◆ **STATED GOAL 1**
Print a passage of the browser discussion word for word, starting at "Going to be" and ending with "based on mosaic.".

◆ **TEXT BLOCK**
----

Going to be interesting to see what happens. Personally, I think cokehea^H^H^H^H^H^H^H, Bush will overthrow the decision, or interfere at the least. All those campeign contributions gotta count for something (although, last time I checked, microsoft gave money to both campeigns, more to Bush, I believe, though).
..don't panic
Programs to browse the Web have always been free. You can see from them if net browsing is a tempting to go and buy a browser. Mosaic is free. Many are based on mosaic.
Netscape made a market for a 'browser plus' application. That is, Mosaic that could do other things as well. They created a profitable product for their innovations, that took 80% of the market, even though you paid for it.
Other vendors made 'browser plus' programs, and sold them according to what they thought people would pay for the 'plus' bit. Microsoft saw this, and wheeled out their 'browser plus'. But their 'browser plus' wasn't capturing the market share that they hoped for.

----

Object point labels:

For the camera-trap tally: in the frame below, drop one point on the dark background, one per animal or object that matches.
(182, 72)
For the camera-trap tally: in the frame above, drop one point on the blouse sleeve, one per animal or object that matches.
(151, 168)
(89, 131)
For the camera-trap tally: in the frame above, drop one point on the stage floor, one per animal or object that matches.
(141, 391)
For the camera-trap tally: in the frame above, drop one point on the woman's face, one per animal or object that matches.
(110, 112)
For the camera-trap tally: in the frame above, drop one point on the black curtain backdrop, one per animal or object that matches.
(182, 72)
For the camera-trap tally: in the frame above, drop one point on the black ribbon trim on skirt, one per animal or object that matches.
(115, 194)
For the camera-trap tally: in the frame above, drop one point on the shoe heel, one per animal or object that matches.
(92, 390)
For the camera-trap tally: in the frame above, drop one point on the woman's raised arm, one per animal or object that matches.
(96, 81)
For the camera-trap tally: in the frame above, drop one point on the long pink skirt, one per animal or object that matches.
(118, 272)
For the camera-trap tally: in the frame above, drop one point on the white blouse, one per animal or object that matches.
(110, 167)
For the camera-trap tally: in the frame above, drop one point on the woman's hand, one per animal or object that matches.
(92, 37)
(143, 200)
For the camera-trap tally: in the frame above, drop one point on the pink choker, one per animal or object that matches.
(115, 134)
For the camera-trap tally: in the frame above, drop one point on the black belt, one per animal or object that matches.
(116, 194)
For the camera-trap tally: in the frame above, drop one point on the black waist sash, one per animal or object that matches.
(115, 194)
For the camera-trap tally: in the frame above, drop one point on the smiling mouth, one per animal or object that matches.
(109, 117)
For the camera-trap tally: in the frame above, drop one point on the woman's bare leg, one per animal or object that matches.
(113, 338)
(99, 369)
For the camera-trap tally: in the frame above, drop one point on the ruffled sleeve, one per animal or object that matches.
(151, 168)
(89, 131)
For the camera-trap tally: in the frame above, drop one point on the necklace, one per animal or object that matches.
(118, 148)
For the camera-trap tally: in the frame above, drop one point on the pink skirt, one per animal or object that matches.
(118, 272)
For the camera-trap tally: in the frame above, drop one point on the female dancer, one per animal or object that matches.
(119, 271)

----

◆ **STATED GOAL 2**
Output the lines of the records unchanged, starting at the line that contains "mouth, one per animal or object that matches." and running to the end of the records.

◆ **FINAL ANSWER 1**
Going to be interesting to see what happens. Personally, I think cokehea^H^H^H^H^H^H^H, Bush will overthrow the decision, or interfere at the least. All those campeign contributions gotta count for something (although, last time I checked, microsoft gave money to both campeigns, more to Bush, I believe, though).
..don't panic
Programs to browse the Web have always been free. You can see from them if net browsing is a tempting to go and buy a browser. Mosaic is free. Many are based on mosaic.

◆ **FINAL ANSWER 2**
For the camera-trap tally: in the frame above, drop one point on the smiling mouth, one per animal or object that matches.
(109, 117)
For the camera-trap tally: in the frame above, drop one point on the woman's bare leg, one per animal or object that matches.
(113, 338)
(99, 369)
For the camera-trap tally: in the frame above, drop one point on the ruffled sleeve, one per animal or object that matches.
(151, 168)
(89, 131)
For the camera-trap tally: in the frame above, drop one point on the necklace, one per animal or object that matches.
(118, 148)
For the camera-trap tally: in the frame above, drop one point on the pink skirt, one per animal or object that matches.
(118, 272)
For the camera-trap tally: in the frame above, drop one point on the female dancer, one per animal or object that matches.
(119, 271)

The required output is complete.